* _TO DO_
[1] Retype the Navratri text below, everything from "It was on the eighth" down to "called Astra Puja.", without changing a word.
[2] Continue the Navratri text below from its last sentence, writing on in the same voice.
## Start SELECTED TEXT
It was on the eighth day of Navratri or Ashtami, that the divine weapons were worshipped by the Gods and handed over to Ma Durga to annihilate Mahishasura, the buffalo-faced demon. This is the reason why Ashtami is also called Astra Puja.

Kanjak puja forms a crucial part of the rituals. Kanjaks or young girls (who haven’t attained puberty) are worshipped in the same manner as Goddess Durga is worshipped. They are the symbolic representation of the goddess – the nine avatars and hence the same love, respect and status are given to them on this day. Girls in groups of nine are invited home, their feet are washed, they are fed the prasad and gifts and money are given to them.

I remember as children we three sisters would wake up to the clatter of utensils in the kitchen where Mom and the cook would be making prasad. The aroma of desi ghee soaked sooji ka halwa wafted through the house. Hot, puffed up pooris bobbed up and down in a kadai and kale chane would be on another burner. We would squeal in excitement and hurriedly get ready in our lehenga cholis, have our set of bangles matched to our clothes and wear bindis so that we looked really pretty. We knew it was our special day and we would be beckoned by many aunties in the neighbourhood who were desperately looking for “Kanjikas’  to complete their puja.
## End SELECTED TEXT
## Start ENTRIES SHOWN
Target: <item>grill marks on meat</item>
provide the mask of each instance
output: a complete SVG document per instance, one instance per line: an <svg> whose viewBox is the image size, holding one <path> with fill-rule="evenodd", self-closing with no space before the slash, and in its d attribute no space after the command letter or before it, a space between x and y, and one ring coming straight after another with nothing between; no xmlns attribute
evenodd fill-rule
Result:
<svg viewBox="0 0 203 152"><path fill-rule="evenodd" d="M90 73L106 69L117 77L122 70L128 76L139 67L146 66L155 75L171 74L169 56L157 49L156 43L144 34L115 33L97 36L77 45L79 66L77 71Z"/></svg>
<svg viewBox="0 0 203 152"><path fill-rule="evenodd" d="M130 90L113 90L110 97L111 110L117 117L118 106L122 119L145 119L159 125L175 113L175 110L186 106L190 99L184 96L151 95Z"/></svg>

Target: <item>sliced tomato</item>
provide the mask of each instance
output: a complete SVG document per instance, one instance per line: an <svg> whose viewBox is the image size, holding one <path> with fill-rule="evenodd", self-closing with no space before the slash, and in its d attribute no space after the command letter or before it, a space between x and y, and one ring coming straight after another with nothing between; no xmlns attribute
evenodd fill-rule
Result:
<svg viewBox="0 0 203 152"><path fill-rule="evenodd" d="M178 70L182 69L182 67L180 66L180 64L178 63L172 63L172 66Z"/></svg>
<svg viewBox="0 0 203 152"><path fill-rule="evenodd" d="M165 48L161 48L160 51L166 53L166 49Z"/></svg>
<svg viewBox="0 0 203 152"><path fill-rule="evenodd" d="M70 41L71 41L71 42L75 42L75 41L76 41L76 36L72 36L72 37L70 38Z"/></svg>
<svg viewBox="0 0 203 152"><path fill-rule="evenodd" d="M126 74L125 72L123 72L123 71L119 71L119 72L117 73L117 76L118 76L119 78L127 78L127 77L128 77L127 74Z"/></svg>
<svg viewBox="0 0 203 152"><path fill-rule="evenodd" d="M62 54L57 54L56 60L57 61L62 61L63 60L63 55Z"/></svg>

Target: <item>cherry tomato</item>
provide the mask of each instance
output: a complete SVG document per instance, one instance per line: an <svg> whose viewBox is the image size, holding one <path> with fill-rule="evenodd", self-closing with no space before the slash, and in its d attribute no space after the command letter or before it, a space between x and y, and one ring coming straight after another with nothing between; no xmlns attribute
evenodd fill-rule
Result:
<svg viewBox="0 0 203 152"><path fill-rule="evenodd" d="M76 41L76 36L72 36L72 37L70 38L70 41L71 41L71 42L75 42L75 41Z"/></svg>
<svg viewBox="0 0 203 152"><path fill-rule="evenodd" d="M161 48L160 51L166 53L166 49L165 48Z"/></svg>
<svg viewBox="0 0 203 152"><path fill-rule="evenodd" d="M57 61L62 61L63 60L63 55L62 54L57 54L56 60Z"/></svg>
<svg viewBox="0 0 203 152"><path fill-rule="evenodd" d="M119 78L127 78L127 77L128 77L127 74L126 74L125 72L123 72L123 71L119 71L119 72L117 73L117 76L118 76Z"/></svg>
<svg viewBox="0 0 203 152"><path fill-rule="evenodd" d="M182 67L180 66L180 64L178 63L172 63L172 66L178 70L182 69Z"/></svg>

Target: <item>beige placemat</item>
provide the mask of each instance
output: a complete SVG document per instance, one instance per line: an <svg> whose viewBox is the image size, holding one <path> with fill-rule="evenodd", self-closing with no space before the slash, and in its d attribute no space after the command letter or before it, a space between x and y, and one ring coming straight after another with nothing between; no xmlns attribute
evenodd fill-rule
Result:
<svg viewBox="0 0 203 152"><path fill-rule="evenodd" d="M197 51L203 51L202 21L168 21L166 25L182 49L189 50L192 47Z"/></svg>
## End ENTRIES SHOWN
* _THE REPLIES_
[1]
It was on the eighth day of Navratri or Ashtami, that the divine weapons were worshipped by the Gods and handed over to Ma Durga to annihilate Mahishasura, the buffalo-faced demon. This is the reason why Ashtami is also called Astra Puja.

[2]
After washing our feet, turmeric, kumkum and rice were applied on our forehead and incense sticks or diya (lamp) would be lit. We would watch the elders mutter a silent prayer before us. Later we were served hot pooris, kale chane and halwa. We could barely eat, so after having received our money and gift, we would get it packed in leaf bowls and scurry off to the next house. Time was crucial and we wanted to visit as many houses as possible.

It was a super fun day and by the time we came back, we had our little gifts in a bag with girlie stuff like bangles, dupattas, bindis, sweets and a good amount of money to buy us a few bars of chocolates and chips later. Of course, it was also a time to compare notes with other kids in the neighbourhood to see who had collected more money by the end of it all.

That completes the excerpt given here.